Task requirements
Copy the records word for word, beginning with their first line and stopping after the line that contains "M 157 75 L 154". Leave the pictures out of your copy.
*-*-*
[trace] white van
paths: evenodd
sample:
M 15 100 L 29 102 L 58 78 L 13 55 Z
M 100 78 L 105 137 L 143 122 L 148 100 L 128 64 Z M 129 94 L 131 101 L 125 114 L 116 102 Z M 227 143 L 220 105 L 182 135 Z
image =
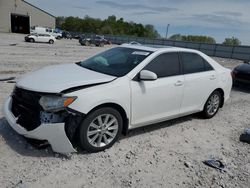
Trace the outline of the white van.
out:
M 30 28 L 30 33 L 38 33 L 38 34 L 50 34 L 54 36 L 56 39 L 62 38 L 62 34 L 56 32 L 54 29 L 41 27 L 41 26 L 33 26 Z

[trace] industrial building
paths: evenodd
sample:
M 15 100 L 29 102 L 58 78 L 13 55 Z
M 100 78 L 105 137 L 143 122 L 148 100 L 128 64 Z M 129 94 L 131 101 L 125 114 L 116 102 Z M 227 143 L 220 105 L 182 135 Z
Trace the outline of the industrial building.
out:
M 31 26 L 55 28 L 55 16 L 24 0 L 0 0 L 0 32 L 29 33 Z

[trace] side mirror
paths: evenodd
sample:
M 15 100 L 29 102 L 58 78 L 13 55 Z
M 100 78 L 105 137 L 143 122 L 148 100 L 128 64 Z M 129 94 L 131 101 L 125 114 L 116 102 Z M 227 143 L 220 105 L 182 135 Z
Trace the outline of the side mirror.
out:
M 157 75 L 154 72 L 148 71 L 148 70 L 142 70 L 140 72 L 140 80 L 148 80 L 153 81 L 157 79 Z

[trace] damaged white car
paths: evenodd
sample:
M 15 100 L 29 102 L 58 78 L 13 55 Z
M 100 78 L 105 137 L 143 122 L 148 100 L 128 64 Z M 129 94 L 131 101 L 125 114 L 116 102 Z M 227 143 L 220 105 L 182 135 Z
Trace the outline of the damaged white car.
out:
M 133 128 L 196 112 L 211 118 L 231 87 L 230 70 L 199 51 L 122 45 L 23 76 L 4 114 L 55 152 L 97 152 Z

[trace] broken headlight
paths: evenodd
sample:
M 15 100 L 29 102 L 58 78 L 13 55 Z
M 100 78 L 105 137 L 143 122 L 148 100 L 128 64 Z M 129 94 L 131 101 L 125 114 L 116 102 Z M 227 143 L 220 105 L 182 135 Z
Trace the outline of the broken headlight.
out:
*-*-*
Completed task
[trace] white van
paths: evenodd
sample:
M 15 100 L 29 102 L 58 78 L 13 55 Z
M 100 78 L 105 137 L 143 122 L 148 100 L 128 64 Z M 129 94 L 131 101 L 125 114 L 116 102 Z M 227 143 L 220 105 L 182 135 Z
image =
Trace the outline of the white van.
out:
M 30 28 L 30 33 L 38 33 L 38 34 L 50 34 L 54 36 L 56 39 L 62 38 L 62 34 L 56 32 L 54 29 L 41 27 L 41 26 L 33 26 Z

[trace] industrial building
paths: evenodd
sample:
M 15 100 L 29 102 L 58 78 L 13 55 Z
M 100 78 L 105 137 L 143 122 L 148 100 L 128 64 Z M 129 94 L 131 101 L 125 114 L 116 102 Z M 227 143 L 220 105 L 182 135 Z
Trace the outline of the industrial building.
out:
M 31 26 L 55 28 L 55 16 L 24 0 L 0 0 L 0 32 L 29 33 Z

[trace] side mirror
paths: evenodd
sample:
M 15 100 L 29 102 L 58 78 L 13 55 Z
M 100 78 L 105 137 L 143 122 L 148 100 L 128 64 Z M 129 94 L 131 101 L 125 114 L 116 102 Z M 227 143 L 220 105 L 182 135 Z
Trace the outline of the side mirror.
out:
M 157 75 L 154 72 L 148 71 L 148 70 L 142 70 L 140 72 L 140 80 L 148 80 L 153 81 L 157 79 Z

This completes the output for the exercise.